Data shown -
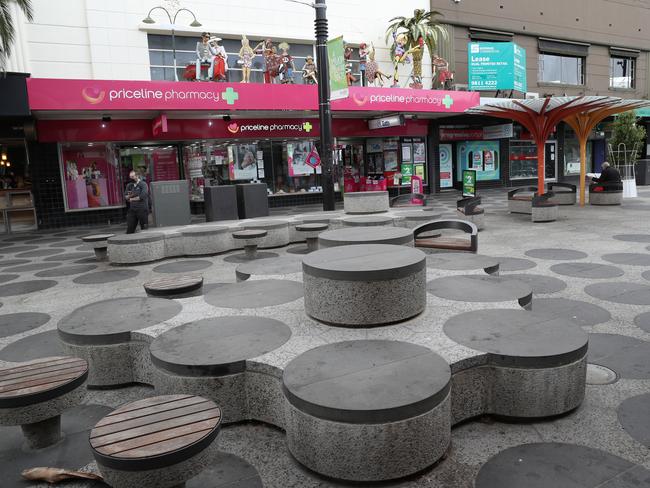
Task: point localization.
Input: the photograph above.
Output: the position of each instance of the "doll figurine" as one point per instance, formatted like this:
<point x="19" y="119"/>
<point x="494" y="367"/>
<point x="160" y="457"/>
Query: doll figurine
<point x="246" y="55"/>
<point x="309" y="71"/>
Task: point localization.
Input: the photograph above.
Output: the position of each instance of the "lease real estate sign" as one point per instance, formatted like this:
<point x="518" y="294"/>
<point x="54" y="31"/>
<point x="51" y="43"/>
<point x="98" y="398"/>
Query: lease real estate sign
<point x="496" y="66"/>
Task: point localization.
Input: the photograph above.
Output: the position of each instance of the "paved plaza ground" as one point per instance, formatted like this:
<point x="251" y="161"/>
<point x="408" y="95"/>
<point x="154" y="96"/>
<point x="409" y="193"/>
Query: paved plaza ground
<point x="592" y="266"/>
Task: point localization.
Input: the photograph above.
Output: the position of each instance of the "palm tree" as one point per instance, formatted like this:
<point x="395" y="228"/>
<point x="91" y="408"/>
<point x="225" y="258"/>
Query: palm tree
<point x="421" y="29"/>
<point x="7" y="30"/>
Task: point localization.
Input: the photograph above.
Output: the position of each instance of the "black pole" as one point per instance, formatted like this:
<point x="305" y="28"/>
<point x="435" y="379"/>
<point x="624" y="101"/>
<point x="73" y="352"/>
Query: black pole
<point x="324" y="110"/>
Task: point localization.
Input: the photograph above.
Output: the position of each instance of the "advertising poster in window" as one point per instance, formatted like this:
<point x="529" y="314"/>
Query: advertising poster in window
<point x="480" y="156"/>
<point x="446" y="180"/>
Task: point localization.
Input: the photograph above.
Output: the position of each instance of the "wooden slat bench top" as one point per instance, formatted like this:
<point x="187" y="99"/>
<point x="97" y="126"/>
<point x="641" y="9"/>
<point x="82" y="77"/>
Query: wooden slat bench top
<point x="40" y="380"/>
<point x="155" y="432"/>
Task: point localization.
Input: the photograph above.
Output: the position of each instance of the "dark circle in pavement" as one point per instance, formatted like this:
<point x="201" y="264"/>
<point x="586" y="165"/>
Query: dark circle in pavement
<point x="112" y="321"/>
<point x="558" y="254"/>
<point x="110" y="276"/>
<point x="254" y="293"/>
<point x="183" y="266"/>
<point x="629" y="258"/>
<point x="633" y="415"/>
<point x="17" y="323"/>
<point x="553" y="464"/>
<point x="587" y="270"/>
<point x="620" y="292"/>
<point x="41" y="345"/>
<point x="24" y="287"/>
<point x="515" y="264"/>
<point x="39" y="253"/>
<point x="367" y="381"/>
<point x="66" y="270"/>
<point x="480" y="288"/>
<point x="518" y="338"/>
<point x="582" y="313"/>
<point x="217" y="346"/>
<point x="642" y="321"/>
<point x="625" y="355"/>
<point x="31" y="267"/>
<point x="632" y="237"/>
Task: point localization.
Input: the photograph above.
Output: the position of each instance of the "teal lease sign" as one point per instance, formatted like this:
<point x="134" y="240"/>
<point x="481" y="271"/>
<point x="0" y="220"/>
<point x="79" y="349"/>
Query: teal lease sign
<point x="496" y="66"/>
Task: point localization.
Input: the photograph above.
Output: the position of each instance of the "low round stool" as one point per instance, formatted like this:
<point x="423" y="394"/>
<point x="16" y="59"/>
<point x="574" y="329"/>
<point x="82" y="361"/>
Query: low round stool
<point x="252" y="238"/>
<point x="158" y="442"/>
<point x="36" y="393"/>
<point x="311" y="232"/>
<point x="99" y="243"/>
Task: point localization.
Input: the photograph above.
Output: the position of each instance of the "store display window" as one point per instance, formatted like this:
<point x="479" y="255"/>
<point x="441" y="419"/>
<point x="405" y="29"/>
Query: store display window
<point x="91" y="176"/>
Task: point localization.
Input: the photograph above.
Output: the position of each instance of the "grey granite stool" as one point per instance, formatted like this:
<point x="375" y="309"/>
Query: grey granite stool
<point x="158" y="442"/>
<point x="34" y="394"/>
<point x="251" y="238"/>
<point x="364" y="286"/>
<point x="311" y="232"/>
<point x="367" y="410"/>
<point x="99" y="243"/>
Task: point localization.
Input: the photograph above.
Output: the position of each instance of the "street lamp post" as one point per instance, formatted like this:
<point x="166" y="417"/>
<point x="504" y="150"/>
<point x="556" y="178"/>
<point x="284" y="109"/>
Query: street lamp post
<point x="172" y="21"/>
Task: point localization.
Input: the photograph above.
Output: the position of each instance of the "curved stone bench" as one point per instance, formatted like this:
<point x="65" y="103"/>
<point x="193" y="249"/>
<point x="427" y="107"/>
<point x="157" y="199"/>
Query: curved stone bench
<point x="364" y="286"/>
<point x="142" y="247"/>
<point x="34" y="394"/>
<point x="102" y="334"/>
<point x="366" y="202"/>
<point x="277" y="232"/>
<point x="158" y="442"/>
<point x="366" y="235"/>
<point x="209" y="358"/>
<point x="205" y="239"/>
<point x="367" y="410"/>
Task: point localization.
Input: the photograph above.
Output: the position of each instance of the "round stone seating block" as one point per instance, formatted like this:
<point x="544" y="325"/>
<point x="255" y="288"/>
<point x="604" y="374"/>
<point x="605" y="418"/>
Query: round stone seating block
<point x="366" y="202"/>
<point x="371" y="285"/>
<point x="356" y="409"/>
<point x="366" y="235"/>
<point x="156" y="442"/>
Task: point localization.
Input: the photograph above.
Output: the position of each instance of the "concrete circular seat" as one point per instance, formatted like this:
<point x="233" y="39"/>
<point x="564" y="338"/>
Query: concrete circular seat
<point x="366" y="235"/>
<point x="137" y="248"/>
<point x="355" y="409"/>
<point x="174" y="286"/>
<point x="361" y="286"/>
<point x="157" y="442"/>
<point x="35" y="393"/>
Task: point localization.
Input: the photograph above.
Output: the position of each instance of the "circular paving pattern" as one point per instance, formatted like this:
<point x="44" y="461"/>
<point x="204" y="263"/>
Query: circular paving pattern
<point x="478" y="288"/>
<point x="546" y="465"/>
<point x="367" y="381"/>
<point x="17" y="323"/>
<point x="111" y="321"/>
<point x="271" y="266"/>
<point x="253" y="293"/>
<point x="587" y="270"/>
<point x="620" y="292"/>
<point x="633" y="415"/>
<point x="582" y="313"/>
<point x="629" y="258"/>
<point x="186" y="266"/>
<point x="110" y="276"/>
<point x="556" y="254"/>
<point x="627" y="356"/>
<point x="217" y="346"/>
<point x="519" y="338"/>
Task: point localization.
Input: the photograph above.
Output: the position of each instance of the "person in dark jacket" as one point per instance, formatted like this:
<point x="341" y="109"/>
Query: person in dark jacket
<point x="137" y="195"/>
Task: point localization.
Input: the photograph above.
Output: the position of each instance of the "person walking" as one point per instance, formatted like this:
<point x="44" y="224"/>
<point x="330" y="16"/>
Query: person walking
<point x="137" y="196"/>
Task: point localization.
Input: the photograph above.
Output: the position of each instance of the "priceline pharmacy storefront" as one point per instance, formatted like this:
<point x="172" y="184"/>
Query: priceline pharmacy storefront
<point x="92" y="133"/>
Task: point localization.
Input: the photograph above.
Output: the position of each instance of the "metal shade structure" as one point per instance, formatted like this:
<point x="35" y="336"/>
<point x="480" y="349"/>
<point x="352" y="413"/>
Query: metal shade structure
<point x="540" y="116"/>
<point x="584" y="122"/>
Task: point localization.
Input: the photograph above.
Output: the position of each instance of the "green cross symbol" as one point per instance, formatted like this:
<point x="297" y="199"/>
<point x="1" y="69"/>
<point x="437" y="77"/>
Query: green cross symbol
<point x="230" y="96"/>
<point x="447" y="101"/>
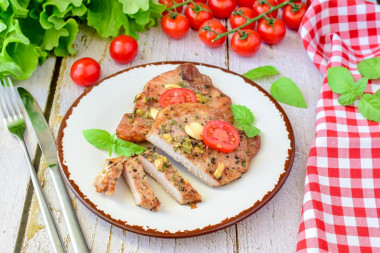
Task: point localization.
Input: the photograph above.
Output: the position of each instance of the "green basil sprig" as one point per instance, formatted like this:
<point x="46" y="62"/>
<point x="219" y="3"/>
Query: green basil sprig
<point x="243" y="119"/>
<point x="101" y="139"/>
<point x="341" y="81"/>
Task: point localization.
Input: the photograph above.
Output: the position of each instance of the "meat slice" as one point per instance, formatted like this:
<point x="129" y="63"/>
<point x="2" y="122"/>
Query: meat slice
<point x="158" y="167"/>
<point x="134" y="126"/>
<point x="212" y="166"/>
<point x="137" y="182"/>
<point x="107" y="179"/>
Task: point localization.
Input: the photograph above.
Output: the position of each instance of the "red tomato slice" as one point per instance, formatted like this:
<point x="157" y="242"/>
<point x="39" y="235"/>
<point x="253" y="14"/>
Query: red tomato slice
<point x="221" y="136"/>
<point x="177" y="96"/>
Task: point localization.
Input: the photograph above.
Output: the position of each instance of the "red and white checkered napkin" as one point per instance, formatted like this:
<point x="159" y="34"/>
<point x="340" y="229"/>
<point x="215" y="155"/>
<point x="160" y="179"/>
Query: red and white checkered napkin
<point x="341" y="207"/>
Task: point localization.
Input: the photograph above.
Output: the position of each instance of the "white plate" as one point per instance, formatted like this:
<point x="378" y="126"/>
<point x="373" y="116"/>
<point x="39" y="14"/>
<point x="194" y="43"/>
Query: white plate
<point x="102" y="107"/>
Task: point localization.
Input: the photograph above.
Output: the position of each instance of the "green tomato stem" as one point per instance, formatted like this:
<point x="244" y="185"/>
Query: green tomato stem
<point x="251" y="20"/>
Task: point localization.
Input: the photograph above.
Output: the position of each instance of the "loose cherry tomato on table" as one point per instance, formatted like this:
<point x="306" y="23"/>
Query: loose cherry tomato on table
<point x="123" y="49"/>
<point x="292" y="15"/>
<point x="175" y="25"/>
<point x="177" y="96"/>
<point x="85" y="71"/>
<point x="271" y="31"/>
<point x="260" y="6"/>
<point x="246" y="3"/>
<point x="169" y="3"/>
<point x="221" y="136"/>
<point x="206" y="35"/>
<point x="222" y="8"/>
<point x="197" y="14"/>
<point x="245" y="42"/>
<point x="237" y="18"/>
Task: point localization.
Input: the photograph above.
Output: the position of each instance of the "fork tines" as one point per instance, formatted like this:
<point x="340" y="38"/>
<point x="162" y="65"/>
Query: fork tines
<point x="9" y="106"/>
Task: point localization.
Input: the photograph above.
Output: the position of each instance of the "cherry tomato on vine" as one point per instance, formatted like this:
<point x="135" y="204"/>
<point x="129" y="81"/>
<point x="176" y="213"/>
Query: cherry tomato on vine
<point x="169" y="3"/>
<point x="177" y="96"/>
<point x="175" y="26"/>
<point x="221" y="136"/>
<point x="245" y="42"/>
<point x="271" y="31"/>
<point x="85" y="71"/>
<point x="123" y="49"/>
<point x="260" y="7"/>
<point x="206" y="35"/>
<point x="222" y="8"/>
<point x="198" y="14"/>
<point x="246" y="3"/>
<point x="281" y="1"/>
<point x="292" y="15"/>
<point x="236" y="19"/>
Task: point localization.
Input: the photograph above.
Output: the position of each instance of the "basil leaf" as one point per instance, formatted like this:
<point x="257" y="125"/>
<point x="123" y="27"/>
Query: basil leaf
<point x="286" y="91"/>
<point x="347" y="98"/>
<point x="99" y="138"/>
<point x="261" y="71"/>
<point x="340" y="79"/>
<point x="369" y="107"/>
<point x="370" y="68"/>
<point x="242" y="115"/>
<point x="360" y="86"/>
<point x="125" y="148"/>
<point x="251" y="131"/>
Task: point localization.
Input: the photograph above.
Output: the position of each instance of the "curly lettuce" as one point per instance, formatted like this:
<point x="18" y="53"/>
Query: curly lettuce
<point x="31" y="30"/>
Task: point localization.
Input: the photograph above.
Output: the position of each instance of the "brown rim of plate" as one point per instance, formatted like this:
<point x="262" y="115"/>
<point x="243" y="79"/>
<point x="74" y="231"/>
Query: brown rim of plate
<point x="180" y="234"/>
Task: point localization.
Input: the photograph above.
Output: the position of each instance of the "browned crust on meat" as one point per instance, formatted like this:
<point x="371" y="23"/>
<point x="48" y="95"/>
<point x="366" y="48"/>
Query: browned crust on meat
<point x="134" y="126"/>
<point x="140" y="183"/>
<point x="107" y="179"/>
<point x="170" y="125"/>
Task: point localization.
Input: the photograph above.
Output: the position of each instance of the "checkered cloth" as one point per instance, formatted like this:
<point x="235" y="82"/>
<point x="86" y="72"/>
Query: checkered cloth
<point x="341" y="206"/>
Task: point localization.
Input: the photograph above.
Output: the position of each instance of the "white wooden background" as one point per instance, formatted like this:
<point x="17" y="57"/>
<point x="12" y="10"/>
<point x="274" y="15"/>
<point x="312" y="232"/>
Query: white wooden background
<point x="272" y="229"/>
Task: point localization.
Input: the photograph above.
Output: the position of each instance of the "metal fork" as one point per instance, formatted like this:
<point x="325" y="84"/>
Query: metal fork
<point x="14" y="121"/>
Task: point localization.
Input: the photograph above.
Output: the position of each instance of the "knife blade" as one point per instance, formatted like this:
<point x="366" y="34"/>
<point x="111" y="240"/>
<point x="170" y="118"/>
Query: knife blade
<point x="49" y="150"/>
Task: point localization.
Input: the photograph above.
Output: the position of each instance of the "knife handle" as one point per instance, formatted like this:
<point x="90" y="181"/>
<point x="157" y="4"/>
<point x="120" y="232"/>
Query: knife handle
<point x="51" y="229"/>
<point x="75" y="232"/>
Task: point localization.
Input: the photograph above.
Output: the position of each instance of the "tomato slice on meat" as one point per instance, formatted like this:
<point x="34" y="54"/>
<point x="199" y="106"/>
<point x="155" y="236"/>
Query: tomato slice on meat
<point x="177" y="96"/>
<point x="221" y="135"/>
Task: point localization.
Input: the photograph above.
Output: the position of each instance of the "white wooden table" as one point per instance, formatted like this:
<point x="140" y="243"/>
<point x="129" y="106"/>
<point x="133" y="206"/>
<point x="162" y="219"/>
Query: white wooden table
<point x="272" y="229"/>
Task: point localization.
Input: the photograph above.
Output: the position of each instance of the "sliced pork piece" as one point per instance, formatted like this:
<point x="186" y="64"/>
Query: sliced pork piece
<point x="136" y="179"/>
<point x="107" y="179"/>
<point x="134" y="126"/>
<point x="158" y="167"/>
<point x="212" y="166"/>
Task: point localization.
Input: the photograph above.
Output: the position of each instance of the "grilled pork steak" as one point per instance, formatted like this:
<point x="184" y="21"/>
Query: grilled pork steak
<point x="212" y="166"/>
<point x="134" y="126"/>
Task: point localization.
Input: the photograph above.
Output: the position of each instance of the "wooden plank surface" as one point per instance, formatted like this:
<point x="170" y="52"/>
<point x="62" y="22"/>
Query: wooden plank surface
<point x="272" y="229"/>
<point x="13" y="169"/>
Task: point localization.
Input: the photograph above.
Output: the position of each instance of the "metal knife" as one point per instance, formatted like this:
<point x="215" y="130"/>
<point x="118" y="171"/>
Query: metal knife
<point x="47" y="144"/>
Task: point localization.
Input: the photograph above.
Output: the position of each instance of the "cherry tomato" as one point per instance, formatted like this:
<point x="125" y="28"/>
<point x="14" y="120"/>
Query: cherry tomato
<point x="169" y="3"/>
<point x="207" y="36"/>
<point x="271" y="31"/>
<point x="246" y="42"/>
<point x="281" y="1"/>
<point x="175" y="26"/>
<point x="246" y="3"/>
<point x="123" y="49"/>
<point x="259" y="8"/>
<point x="238" y="20"/>
<point x="198" y="14"/>
<point x="177" y="96"/>
<point x="221" y="136"/>
<point x="222" y="8"/>
<point x="292" y="17"/>
<point x="85" y="71"/>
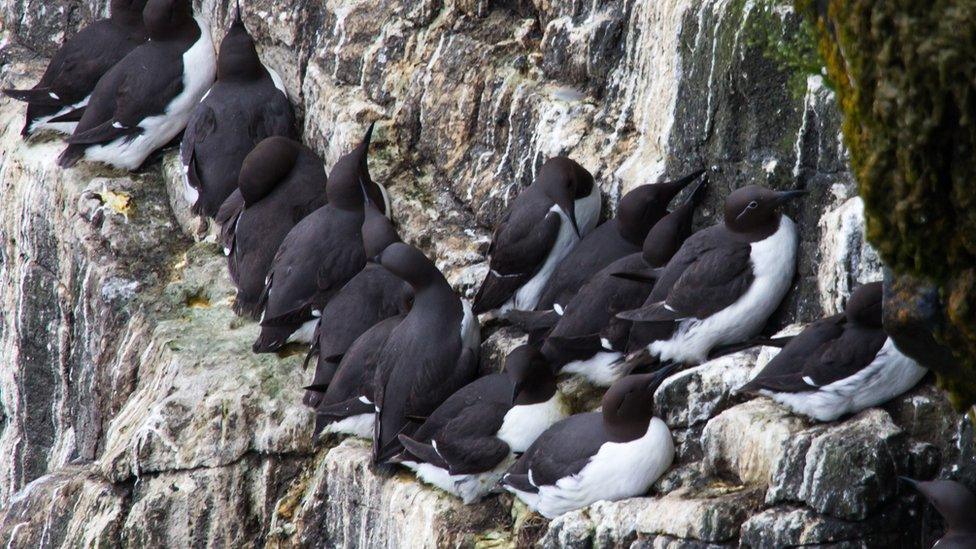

Written request - Show every line of the items above that contains the word "shade", copying each line in full. Case counts.

Result -
Output: the position of each instance of the "metal shade structure" as one point per instance, formatted like this:
Query: metal shade structure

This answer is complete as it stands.